- _Excerpted records_
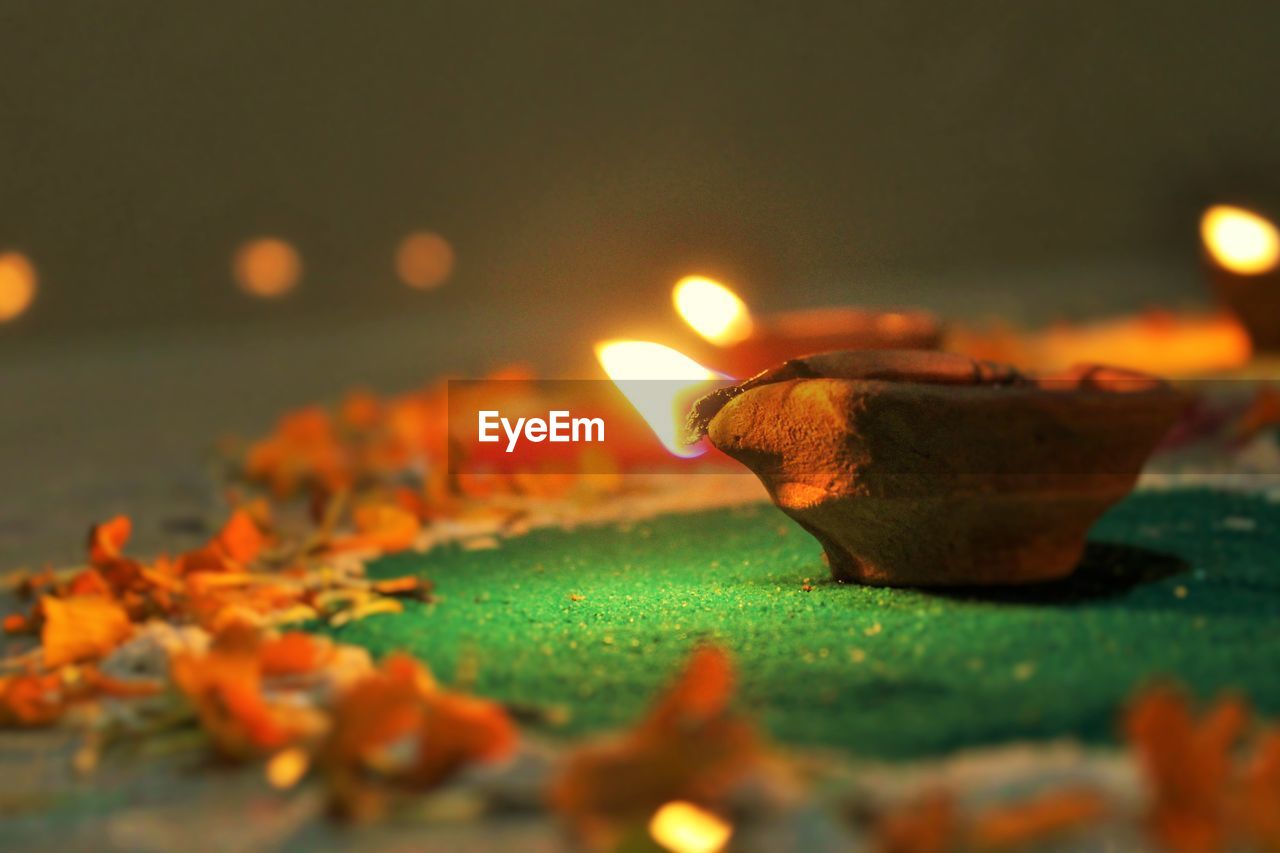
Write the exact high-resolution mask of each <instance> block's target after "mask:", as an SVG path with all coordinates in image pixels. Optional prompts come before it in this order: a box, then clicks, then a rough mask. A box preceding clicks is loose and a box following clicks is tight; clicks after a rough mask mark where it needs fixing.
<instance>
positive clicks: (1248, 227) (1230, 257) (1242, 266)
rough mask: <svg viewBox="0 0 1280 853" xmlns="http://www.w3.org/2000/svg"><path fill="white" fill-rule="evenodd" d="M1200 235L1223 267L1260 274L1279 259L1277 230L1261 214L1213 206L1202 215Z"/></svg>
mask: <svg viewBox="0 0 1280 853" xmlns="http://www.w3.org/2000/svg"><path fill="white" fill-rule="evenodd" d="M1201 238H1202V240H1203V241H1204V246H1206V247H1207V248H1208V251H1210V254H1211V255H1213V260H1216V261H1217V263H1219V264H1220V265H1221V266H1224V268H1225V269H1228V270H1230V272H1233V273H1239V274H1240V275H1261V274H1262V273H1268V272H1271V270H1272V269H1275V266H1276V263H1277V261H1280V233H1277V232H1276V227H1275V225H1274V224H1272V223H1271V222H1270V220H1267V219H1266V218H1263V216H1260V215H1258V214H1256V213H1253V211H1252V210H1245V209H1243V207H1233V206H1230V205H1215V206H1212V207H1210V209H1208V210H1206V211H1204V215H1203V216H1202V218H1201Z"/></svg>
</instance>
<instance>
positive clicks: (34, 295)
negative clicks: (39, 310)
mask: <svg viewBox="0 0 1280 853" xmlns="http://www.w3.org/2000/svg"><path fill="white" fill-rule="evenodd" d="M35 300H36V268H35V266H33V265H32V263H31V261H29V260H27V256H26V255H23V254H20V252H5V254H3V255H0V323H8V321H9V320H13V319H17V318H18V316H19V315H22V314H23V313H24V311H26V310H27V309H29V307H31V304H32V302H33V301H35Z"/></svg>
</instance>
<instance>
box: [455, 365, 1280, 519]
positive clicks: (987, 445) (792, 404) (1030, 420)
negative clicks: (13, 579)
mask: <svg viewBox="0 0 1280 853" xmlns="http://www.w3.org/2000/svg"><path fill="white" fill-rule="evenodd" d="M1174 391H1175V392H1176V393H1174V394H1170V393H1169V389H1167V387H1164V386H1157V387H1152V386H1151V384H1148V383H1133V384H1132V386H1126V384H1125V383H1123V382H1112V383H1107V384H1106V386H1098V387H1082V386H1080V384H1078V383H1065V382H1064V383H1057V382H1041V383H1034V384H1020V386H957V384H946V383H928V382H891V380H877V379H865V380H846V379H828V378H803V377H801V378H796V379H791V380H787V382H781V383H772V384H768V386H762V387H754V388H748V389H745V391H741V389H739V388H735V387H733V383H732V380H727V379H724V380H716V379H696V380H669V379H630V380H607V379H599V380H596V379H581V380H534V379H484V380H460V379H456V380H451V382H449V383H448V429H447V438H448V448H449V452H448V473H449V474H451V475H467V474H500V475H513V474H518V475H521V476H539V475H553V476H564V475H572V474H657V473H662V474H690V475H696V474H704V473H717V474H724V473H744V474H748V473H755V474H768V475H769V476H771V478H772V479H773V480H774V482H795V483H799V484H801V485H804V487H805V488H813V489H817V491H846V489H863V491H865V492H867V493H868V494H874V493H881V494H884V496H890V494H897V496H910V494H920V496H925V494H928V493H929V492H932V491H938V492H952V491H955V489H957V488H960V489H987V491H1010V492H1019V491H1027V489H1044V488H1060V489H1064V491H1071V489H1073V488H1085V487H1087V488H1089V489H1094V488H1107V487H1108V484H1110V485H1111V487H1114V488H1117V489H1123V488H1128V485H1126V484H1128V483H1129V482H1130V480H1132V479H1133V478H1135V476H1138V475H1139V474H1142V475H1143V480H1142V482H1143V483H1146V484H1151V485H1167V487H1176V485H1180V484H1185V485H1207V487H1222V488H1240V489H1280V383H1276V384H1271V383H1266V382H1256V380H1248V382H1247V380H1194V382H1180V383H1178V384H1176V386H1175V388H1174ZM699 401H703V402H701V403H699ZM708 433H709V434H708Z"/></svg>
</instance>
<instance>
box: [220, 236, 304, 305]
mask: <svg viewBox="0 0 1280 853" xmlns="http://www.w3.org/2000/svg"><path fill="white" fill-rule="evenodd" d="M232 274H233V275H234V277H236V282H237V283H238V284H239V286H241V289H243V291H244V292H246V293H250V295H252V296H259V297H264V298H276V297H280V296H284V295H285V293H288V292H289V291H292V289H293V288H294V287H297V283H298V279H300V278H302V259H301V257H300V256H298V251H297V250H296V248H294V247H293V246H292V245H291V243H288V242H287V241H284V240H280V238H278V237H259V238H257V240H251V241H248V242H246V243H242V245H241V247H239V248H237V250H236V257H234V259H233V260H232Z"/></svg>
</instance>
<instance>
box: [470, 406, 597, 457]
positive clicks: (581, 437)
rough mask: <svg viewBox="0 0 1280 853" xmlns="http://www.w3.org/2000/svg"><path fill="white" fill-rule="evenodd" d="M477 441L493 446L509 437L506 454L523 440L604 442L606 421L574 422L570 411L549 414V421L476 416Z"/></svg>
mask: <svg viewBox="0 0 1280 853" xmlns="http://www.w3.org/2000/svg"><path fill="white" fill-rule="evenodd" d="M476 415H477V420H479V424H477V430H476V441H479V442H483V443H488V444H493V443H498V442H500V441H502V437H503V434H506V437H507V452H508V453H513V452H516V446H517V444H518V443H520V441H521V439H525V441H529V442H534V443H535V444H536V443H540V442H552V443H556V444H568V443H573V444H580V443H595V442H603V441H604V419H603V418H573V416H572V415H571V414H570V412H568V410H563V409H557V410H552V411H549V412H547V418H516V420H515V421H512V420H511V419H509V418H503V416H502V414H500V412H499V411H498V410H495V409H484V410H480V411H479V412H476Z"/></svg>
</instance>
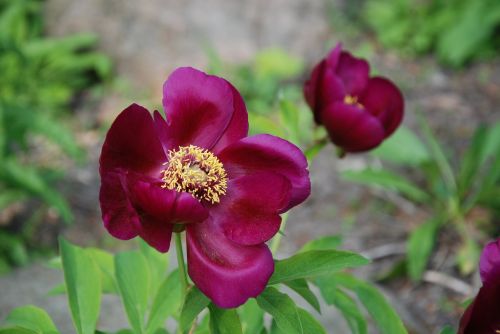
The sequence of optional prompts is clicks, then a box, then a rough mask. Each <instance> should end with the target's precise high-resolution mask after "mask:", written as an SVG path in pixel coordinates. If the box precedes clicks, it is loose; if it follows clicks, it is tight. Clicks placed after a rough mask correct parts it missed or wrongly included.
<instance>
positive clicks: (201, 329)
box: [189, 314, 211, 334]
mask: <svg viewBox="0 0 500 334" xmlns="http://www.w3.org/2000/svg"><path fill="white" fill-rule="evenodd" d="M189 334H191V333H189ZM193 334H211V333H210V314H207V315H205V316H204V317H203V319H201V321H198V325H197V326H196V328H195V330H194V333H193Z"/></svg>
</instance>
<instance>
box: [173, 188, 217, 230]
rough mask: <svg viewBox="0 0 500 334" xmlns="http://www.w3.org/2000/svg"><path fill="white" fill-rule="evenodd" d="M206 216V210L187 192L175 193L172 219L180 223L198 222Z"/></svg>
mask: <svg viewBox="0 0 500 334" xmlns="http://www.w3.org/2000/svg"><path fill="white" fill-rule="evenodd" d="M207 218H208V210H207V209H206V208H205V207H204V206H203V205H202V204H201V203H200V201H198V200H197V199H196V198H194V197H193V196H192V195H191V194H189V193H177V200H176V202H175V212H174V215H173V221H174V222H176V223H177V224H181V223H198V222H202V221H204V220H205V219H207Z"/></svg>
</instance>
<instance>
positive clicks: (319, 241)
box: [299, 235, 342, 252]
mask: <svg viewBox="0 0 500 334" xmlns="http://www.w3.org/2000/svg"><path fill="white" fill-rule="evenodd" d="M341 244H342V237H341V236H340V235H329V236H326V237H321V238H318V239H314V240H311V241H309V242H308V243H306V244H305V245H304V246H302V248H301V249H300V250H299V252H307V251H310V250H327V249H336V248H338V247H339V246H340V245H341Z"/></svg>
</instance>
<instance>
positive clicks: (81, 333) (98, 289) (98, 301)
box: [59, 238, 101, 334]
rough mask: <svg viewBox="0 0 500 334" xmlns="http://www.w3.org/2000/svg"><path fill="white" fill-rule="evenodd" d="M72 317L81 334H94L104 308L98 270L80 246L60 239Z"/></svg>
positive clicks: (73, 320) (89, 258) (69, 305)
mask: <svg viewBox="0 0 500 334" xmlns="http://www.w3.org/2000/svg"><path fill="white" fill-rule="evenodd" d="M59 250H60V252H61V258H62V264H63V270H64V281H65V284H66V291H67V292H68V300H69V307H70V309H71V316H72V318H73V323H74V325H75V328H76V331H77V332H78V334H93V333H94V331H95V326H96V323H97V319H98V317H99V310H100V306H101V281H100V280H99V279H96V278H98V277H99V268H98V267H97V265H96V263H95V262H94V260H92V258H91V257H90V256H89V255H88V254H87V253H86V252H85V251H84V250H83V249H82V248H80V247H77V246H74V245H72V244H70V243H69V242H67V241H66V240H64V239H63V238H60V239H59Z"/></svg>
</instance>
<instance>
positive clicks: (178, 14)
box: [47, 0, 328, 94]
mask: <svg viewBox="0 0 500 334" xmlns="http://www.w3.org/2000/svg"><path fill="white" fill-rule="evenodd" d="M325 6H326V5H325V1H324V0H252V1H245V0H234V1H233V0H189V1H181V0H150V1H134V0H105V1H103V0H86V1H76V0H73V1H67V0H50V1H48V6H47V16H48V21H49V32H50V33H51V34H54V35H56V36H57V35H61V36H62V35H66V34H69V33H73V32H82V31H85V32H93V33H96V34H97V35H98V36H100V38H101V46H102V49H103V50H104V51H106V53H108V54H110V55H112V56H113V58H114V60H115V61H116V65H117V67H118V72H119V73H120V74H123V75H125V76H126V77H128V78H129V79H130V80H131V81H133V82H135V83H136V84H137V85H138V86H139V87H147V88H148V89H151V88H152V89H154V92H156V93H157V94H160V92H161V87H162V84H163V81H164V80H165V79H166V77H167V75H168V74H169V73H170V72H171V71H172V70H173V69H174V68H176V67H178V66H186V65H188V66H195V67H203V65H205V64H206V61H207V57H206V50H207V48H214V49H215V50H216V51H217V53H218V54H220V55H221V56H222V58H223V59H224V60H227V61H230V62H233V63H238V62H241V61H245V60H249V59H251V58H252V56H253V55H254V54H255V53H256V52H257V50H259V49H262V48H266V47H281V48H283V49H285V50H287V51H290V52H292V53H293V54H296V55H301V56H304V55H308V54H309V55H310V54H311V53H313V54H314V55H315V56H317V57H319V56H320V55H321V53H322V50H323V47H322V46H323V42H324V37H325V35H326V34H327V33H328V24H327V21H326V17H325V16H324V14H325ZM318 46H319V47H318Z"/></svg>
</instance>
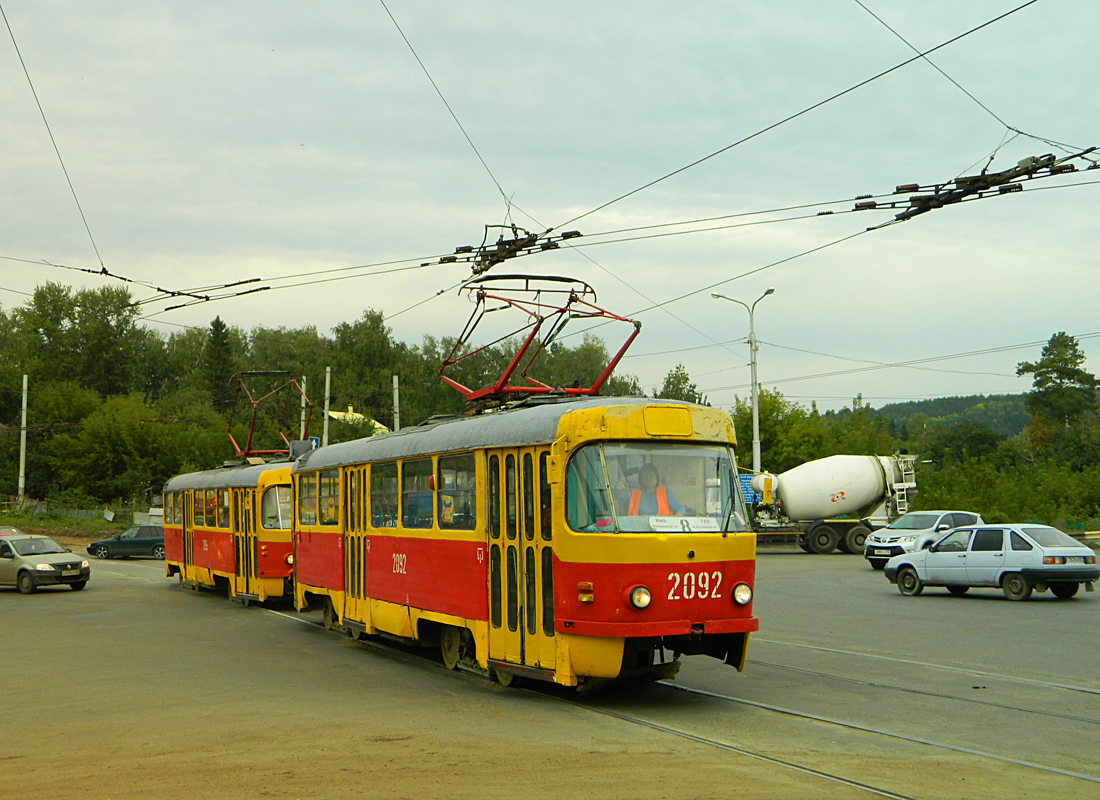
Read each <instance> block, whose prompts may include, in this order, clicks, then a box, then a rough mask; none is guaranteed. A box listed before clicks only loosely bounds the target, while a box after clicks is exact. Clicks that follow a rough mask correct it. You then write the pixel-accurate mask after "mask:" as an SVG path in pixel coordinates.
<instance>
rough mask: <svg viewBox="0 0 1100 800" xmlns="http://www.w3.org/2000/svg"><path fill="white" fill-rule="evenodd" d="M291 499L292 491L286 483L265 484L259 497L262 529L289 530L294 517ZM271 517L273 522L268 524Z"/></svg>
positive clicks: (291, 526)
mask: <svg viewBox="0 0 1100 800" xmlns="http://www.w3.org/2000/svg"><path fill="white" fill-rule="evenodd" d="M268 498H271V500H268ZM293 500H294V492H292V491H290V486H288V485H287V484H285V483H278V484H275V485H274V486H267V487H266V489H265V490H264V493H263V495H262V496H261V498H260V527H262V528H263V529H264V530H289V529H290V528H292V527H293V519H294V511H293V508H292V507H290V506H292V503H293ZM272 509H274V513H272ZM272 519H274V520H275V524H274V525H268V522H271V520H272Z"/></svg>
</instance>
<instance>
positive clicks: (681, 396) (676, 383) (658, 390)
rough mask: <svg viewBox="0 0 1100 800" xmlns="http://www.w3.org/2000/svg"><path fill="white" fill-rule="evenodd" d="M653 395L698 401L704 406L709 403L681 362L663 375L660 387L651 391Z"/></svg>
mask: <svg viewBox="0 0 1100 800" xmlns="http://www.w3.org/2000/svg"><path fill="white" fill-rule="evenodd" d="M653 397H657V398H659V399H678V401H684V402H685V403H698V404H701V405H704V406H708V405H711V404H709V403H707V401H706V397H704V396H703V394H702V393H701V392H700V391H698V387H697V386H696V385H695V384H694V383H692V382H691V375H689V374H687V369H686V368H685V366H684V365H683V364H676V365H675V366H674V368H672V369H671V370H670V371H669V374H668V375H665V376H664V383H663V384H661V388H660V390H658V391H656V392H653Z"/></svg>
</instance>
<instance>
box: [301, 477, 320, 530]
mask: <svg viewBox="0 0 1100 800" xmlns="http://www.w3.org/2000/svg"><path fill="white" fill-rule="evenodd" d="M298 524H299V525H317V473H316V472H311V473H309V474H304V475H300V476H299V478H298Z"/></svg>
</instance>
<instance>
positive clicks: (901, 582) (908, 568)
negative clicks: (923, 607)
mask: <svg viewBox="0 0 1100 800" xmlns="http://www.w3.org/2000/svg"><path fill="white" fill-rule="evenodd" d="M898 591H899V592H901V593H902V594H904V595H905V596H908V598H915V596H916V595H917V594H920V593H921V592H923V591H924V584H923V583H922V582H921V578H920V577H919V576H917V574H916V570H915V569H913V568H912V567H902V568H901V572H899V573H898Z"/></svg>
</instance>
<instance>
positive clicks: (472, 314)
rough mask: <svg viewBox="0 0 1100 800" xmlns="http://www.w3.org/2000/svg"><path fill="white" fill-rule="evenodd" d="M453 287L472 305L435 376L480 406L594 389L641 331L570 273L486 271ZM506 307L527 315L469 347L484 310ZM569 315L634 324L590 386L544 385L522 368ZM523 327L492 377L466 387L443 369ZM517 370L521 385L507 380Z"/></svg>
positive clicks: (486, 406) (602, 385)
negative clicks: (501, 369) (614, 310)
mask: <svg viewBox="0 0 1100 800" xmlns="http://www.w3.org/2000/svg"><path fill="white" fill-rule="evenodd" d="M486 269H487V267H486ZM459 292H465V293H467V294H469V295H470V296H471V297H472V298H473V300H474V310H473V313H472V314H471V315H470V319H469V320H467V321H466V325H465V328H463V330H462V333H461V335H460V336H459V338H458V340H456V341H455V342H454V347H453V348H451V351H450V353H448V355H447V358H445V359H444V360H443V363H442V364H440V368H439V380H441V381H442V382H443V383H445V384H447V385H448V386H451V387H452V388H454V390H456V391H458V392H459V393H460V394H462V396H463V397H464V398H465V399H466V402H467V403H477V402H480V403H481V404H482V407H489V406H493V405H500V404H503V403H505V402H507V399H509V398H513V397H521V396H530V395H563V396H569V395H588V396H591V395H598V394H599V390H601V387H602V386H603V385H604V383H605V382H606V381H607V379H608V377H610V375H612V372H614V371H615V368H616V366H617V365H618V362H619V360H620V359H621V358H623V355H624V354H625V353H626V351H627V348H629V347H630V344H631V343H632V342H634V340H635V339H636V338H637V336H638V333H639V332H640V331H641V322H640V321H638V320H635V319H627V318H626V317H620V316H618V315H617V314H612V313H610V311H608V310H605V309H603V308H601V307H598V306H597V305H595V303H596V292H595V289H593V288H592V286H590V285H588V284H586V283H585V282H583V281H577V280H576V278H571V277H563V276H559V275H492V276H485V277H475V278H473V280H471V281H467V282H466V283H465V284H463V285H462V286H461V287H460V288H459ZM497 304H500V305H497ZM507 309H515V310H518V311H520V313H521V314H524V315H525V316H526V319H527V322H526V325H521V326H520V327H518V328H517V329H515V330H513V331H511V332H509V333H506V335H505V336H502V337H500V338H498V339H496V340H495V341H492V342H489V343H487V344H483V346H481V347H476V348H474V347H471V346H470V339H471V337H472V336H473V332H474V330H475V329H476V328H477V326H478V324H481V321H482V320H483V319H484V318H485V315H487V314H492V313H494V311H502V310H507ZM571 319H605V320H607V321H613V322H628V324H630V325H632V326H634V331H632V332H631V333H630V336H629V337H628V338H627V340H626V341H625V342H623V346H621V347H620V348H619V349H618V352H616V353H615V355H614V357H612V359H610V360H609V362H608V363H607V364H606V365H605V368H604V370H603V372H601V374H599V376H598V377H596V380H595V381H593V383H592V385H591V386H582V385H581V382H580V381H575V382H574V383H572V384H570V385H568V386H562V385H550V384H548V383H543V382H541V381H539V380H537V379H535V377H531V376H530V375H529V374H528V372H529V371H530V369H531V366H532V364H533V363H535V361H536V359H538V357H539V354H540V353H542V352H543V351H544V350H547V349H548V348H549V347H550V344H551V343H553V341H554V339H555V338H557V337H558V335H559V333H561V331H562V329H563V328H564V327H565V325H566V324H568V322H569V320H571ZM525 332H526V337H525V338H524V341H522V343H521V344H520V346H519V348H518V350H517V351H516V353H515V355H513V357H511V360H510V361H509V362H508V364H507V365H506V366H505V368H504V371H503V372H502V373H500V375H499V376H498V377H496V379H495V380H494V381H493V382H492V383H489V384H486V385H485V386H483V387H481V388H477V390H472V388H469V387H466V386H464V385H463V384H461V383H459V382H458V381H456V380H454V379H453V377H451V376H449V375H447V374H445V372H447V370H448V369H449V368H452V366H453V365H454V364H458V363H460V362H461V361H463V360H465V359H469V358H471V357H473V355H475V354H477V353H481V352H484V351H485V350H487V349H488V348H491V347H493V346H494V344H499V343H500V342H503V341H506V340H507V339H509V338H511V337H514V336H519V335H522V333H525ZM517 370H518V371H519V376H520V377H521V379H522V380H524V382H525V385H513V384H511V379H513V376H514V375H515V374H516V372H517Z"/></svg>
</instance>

- _What to produce_
Return every line of the listing above that contains the word "then", treating uppercase and lowercase as distinct.

- _Answer space_
Write the exact high-resolution mask of each <instance> block's target after "mask:", as an SVG path with all coordinates in image pixels. Optional prompts come before it in this order: a box, then clicks, then a rough mask. A box preceding clicks is loose and a box following clicks is tight; clicks after a rough mask mark where it needs fixing.
The sequence of optional prompts is clicks, then a box, then a rough mask. Each <instance> should end with the target's precise high-resolution mask after "mask:", written as an SVG path in pixel coordinates. If the box precedes clicks, it is loose; if it follows clicks, it is tight. Clicks placed after a rough mask correct parts it missed or wrongly included.
Read each <instance> block, whose prompts may include, in this order, clicks, then a box, then a rough mask; none is guaranteed. A box listed before clicks only loosely bounds the target, while a box after clicks is exact. Clicks that follow a rough mask correct it. You then write the pixel-accurate mask after "mask:" as an SVG path in pixel coordinates.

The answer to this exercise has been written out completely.